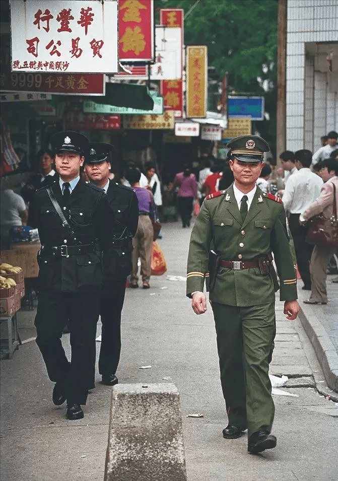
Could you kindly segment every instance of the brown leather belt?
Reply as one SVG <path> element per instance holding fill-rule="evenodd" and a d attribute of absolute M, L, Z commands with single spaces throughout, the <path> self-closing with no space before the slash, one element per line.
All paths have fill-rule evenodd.
<path fill-rule="evenodd" d="M 222 267 L 228 267 L 234 270 L 241 270 L 242 269 L 252 269 L 253 267 L 259 267 L 258 259 L 257 260 L 221 260 L 220 262 Z"/>

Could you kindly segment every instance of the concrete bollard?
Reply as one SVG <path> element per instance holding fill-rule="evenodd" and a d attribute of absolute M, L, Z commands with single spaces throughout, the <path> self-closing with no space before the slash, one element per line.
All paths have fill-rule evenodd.
<path fill-rule="evenodd" d="M 114 386 L 104 481 L 186 481 L 174 384 Z"/>

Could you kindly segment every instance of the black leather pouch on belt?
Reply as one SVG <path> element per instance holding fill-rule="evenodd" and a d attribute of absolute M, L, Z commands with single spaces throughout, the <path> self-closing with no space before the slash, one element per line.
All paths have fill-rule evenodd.
<path fill-rule="evenodd" d="M 216 276 L 218 272 L 221 262 L 221 256 L 218 255 L 216 253 L 211 250 L 209 253 L 209 292 L 211 292 L 215 287 L 216 282 Z"/>

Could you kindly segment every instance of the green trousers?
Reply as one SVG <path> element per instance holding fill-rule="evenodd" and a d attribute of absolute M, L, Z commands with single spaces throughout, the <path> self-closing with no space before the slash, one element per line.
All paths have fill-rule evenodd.
<path fill-rule="evenodd" d="M 271 431 L 275 415 L 268 377 L 275 303 L 237 307 L 213 302 L 221 383 L 229 424 Z"/>

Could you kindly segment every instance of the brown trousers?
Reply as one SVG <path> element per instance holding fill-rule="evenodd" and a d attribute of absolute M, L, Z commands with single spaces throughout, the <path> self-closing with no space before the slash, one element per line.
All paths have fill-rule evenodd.
<path fill-rule="evenodd" d="M 136 234 L 132 238 L 132 270 L 130 274 L 131 284 L 137 284 L 138 261 L 139 257 L 141 261 L 140 271 L 142 282 L 149 282 L 150 279 L 150 263 L 152 257 L 152 247 L 154 230 L 150 218 L 148 216 L 140 216 L 139 225 Z"/>

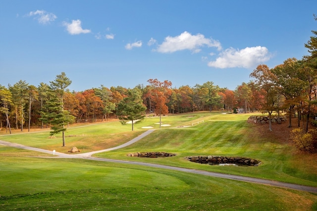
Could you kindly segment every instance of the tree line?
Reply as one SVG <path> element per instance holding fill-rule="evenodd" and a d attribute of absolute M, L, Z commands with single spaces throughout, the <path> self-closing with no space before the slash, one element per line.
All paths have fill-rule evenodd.
<path fill-rule="evenodd" d="M 161 117 L 198 111 L 232 112 L 243 108 L 245 113 L 265 111 L 270 119 L 273 112 L 286 112 L 289 127 L 292 115 L 297 114 L 298 126 L 305 116 L 307 133 L 310 120 L 317 113 L 317 31 L 312 32 L 314 36 L 305 44 L 310 55 L 300 60 L 288 58 L 271 69 L 259 65 L 250 74 L 253 79 L 234 90 L 211 81 L 173 88 L 170 81 L 149 79 L 148 84 L 133 88 L 102 84 L 75 91 L 67 88 L 72 82 L 64 72 L 49 84 L 35 86 L 22 80 L 7 87 L 0 84 L 0 127 L 10 132 L 12 127 L 23 131 L 27 127 L 29 131 L 31 127 L 53 126 L 53 135 L 63 134 L 65 126 L 74 122 L 115 118 L 124 124 L 142 119 L 146 114 Z"/>

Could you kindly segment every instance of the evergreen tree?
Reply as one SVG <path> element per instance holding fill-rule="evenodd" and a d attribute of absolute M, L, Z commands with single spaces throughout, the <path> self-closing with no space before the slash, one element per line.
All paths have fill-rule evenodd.
<path fill-rule="evenodd" d="M 131 121 L 132 130 L 133 125 L 137 120 L 143 120 L 145 117 L 144 112 L 147 107 L 142 103 L 141 91 L 138 88 L 129 89 L 128 96 L 123 98 L 118 105 L 117 114 L 122 125 Z"/>

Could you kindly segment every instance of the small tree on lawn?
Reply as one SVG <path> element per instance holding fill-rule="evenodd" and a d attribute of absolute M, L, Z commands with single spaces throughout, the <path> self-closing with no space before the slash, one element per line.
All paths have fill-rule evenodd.
<path fill-rule="evenodd" d="M 138 88 L 129 89 L 128 96 L 123 98 L 119 104 L 117 109 L 117 114 L 122 125 L 125 125 L 131 121 L 132 131 L 133 126 L 137 120 L 144 119 L 145 112 L 147 107 L 142 103 L 141 92 Z"/>

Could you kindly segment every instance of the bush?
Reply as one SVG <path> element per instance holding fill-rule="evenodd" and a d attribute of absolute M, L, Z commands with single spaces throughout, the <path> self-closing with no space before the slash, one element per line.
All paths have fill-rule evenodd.
<path fill-rule="evenodd" d="M 300 150 L 310 153 L 317 151 L 317 128 L 310 129 L 307 133 L 301 128 L 293 129 L 291 138 Z"/>

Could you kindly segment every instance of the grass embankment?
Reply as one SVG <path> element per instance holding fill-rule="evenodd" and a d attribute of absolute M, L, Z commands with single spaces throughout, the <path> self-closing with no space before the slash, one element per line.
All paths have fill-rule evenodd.
<path fill-rule="evenodd" d="M 197 113 L 165 117 L 170 128 L 158 130 L 127 148 L 98 156 L 270 178 L 317 186 L 314 155 L 298 155 L 291 145 L 258 134 L 243 115 Z M 204 123 L 190 127 L 174 127 Z M 156 124 L 119 123 L 69 128 L 67 147 L 48 132 L 0 136 L 0 139 L 66 152 L 118 145 Z M 175 152 L 164 158 L 128 157 L 138 151 Z M 189 155 L 250 157 L 258 167 L 219 167 L 185 160 Z M 316 210 L 317 196 L 307 192 L 136 165 L 82 159 L 28 158 L 46 154 L 0 146 L 1 210 Z M 297 158 L 302 158 L 302 160 Z M 315 164 L 316 165 L 316 164 Z M 307 167 L 309 167 L 309 168 Z"/>

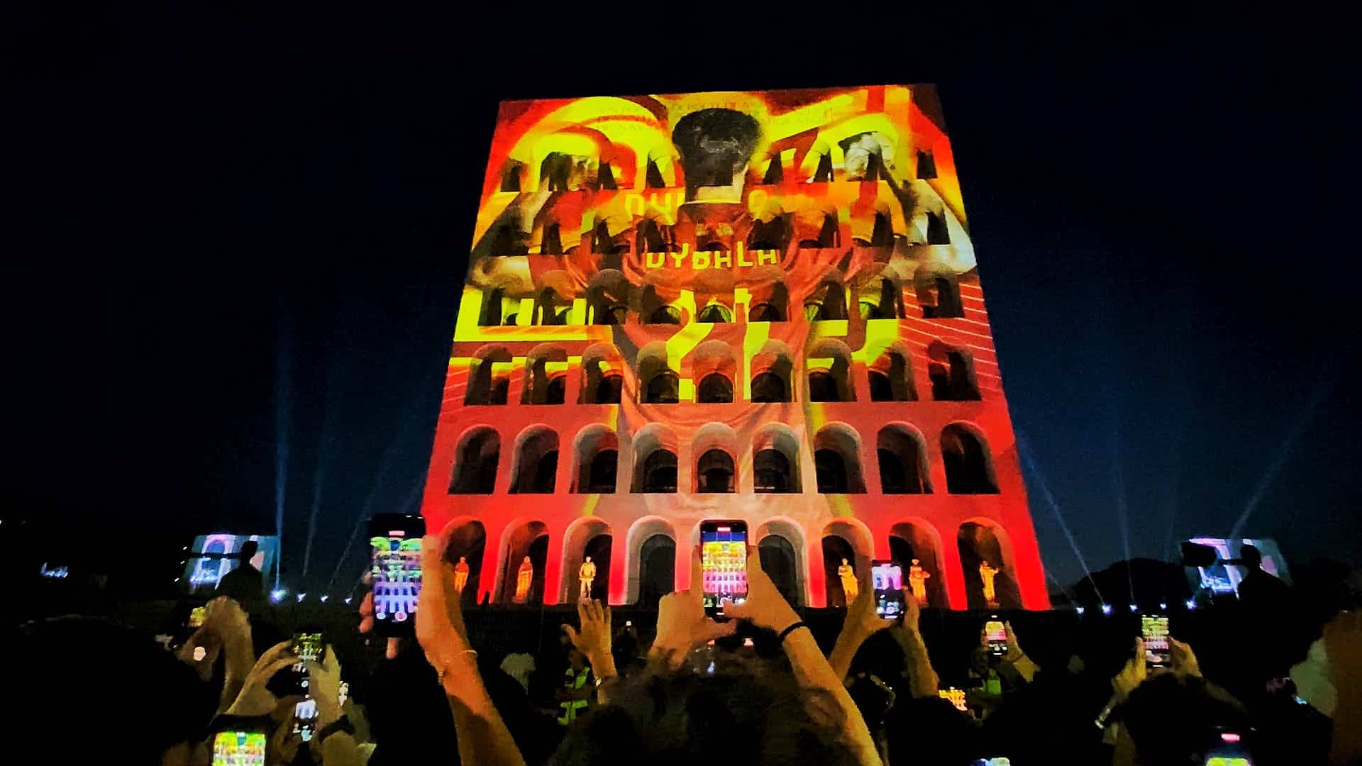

+ + + +

*Set task*
Reproduce each item above word for word, leaving out the pictures.

*Full response*
Could you kindly segment every instance of the brown leather belt?
Reply as one SVG <path> element per instance holding fill-rule="evenodd" and a d attribute of absolute M, L, Z commands with single spaces throughout, the <path> self-closing with no space before the slash, one element per line.
All paths have fill-rule evenodd.
<path fill-rule="evenodd" d="M 222 267 L 228 267 L 234 270 L 241 270 L 242 269 L 252 269 L 253 267 L 259 267 L 258 259 L 257 260 L 221 260 L 220 262 Z"/>

Could you kindly segment every instance of the concrete bollard?
Reply as one SVG <path> element per instance holding fill-rule="evenodd" and a d attribute of absolute M, L, Z commands with single spaces throughout, the <path> self-closing with no space before the slash, one element per line.
All paths have fill-rule evenodd.
<path fill-rule="evenodd" d="M 114 386 L 104 481 L 186 481 L 174 384 Z"/>

Could you kindly segment every instance of the black leather pouch on belt?
Reply as one SVG <path> element per instance holding fill-rule="evenodd" and a d attribute of absolute M, L, Z commands with single spaces throughout, the <path> self-closing with no space before the slash, one element per line.
All paths have fill-rule evenodd.
<path fill-rule="evenodd" d="M 216 276 L 218 272 L 221 262 L 221 256 L 218 255 L 216 253 L 211 250 L 209 253 L 209 292 L 211 292 L 215 287 L 216 282 Z"/>

Could you kindly segment every instance of the green trousers?
Reply as one SVG <path> element per instance holding fill-rule="evenodd" and a d attribute of absolute M, L, Z commands with single spaces throughout, the <path> self-closing with no space before the slash, one element per line.
All paths have fill-rule evenodd.
<path fill-rule="evenodd" d="M 271 431 L 275 415 L 268 377 L 275 303 L 237 307 L 213 302 L 221 383 L 229 424 Z"/>

Could you kindly segment every instance of the brown trousers?
Reply as one SVG <path> element per instance holding fill-rule="evenodd" and a d attribute of absolute M, L, Z commands with single spaces throughout, the <path> self-closing with no space before the slash, one element per line.
All paths have fill-rule evenodd.
<path fill-rule="evenodd" d="M 136 234 L 132 238 L 132 270 L 130 274 L 131 284 L 137 284 L 138 261 L 139 257 L 141 261 L 140 271 L 142 282 L 149 282 L 150 279 L 150 263 L 152 257 L 152 247 L 154 230 L 150 218 L 148 216 L 140 216 L 139 225 Z"/>

Could you kindly segment every instance of the tree line?
Reply as one SVG <path> element per instance holding fill-rule="evenodd" and a d attribute of absolute M, L, Z commands with single spaces throughout, the <path> self-closing with no space before the slash, one element per line.
All paths have fill-rule evenodd.
<path fill-rule="evenodd" d="M 161 117 L 198 111 L 232 112 L 243 108 L 245 113 L 265 111 L 270 119 L 273 112 L 286 112 L 289 127 L 292 115 L 297 114 L 298 126 L 305 116 L 307 133 L 310 120 L 317 113 L 317 31 L 312 32 L 314 36 L 305 44 L 310 55 L 300 60 L 288 58 L 271 69 L 259 65 L 250 74 L 253 79 L 234 90 L 211 81 L 173 88 L 170 81 L 149 79 L 148 84 L 133 88 L 102 84 L 75 91 L 67 88 L 72 82 L 64 72 L 49 84 L 35 86 L 22 80 L 7 87 L 0 84 L 0 127 L 10 132 L 12 127 L 23 131 L 27 127 L 29 131 L 31 127 L 53 126 L 53 135 L 63 134 L 65 126 L 74 122 L 115 118 L 124 124 L 142 119 L 146 114 Z"/>

Could you kindly segment every instance of the evergreen tree?
Reply as one SVG <path> element per instance holding fill-rule="evenodd" and a d attribute of absolute M, L, Z commands with single spaces throughout, the <path> self-closing with no space before the slash, one element per line.
All paths have fill-rule evenodd.
<path fill-rule="evenodd" d="M 131 121 L 132 130 L 133 125 L 137 120 L 143 120 L 145 117 L 144 112 L 147 107 L 142 103 L 141 91 L 138 88 L 129 89 L 128 96 L 123 98 L 118 105 L 117 114 L 122 125 Z"/>

Could you kindly segment every instance of the small tree on lawn?
Reply as one SVG <path> element per instance holding fill-rule="evenodd" and a d attribute of absolute M, L, Z commands with single spaces throughout, the <path> self-closing with no space before the slash, one element per line.
All paths have fill-rule evenodd.
<path fill-rule="evenodd" d="M 138 88 L 129 89 L 128 96 L 123 98 L 119 104 L 117 109 L 117 114 L 122 125 L 125 125 L 131 121 L 132 131 L 133 126 L 137 120 L 144 119 L 145 112 L 147 107 L 142 103 L 141 92 Z"/>

Could you kindly segment every instance of the bush?
Reply as one SVG <path> element per instance holding fill-rule="evenodd" and a d attribute of absolute M, L, Z commands with single spaces throughout, the <path> self-closing with no space before the slash, one element per line.
All paths have fill-rule evenodd.
<path fill-rule="evenodd" d="M 300 150 L 310 153 L 317 151 L 317 128 L 310 129 L 307 133 L 301 128 L 293 129 L 291 138 Z"/>

Could you kindly segment every instance of the grass embankment?
Reply as one SVG <path> element per instance holding fill-rule="evenodd" and a d attribute of absolute M, L, Z commands with single spaces throughout, the <path> self-closing with no space before the slash, one element per line.
All paths have fill-rule evenodd.
<path fill-rule="evenodd" d="M 197 113 L 165 117 L 170 128 L 158 130 L 127 148 L 98 156 L 270 178 L 317 186 L 314 155 L 298 155 L 291 145 L 258 134 L 243 115 Z M 204 123 L 190 127 L 174 127 Z M 156 124 L 119 123 L 69 128 L 67 147 L 48 132 L 0 136 L 0 139 L 66 152 L 118 145 Z M 175 152 L 164 158 L 128 157 L 138 151 Z M 189 155 L 250 157 L 258 167 L 219 167 L 185 160 Z M 316 210 L 317 196 L 307 192 L 136 165 L 82 159 L 28 158 L 46 154 L 0 146 L 1 210 Z M 297 158 L 302 158 L 302 160 Z M 315 164 L 316 165 L 316 164 Z M 307 167 L 309 167 L 309 168 Z"/>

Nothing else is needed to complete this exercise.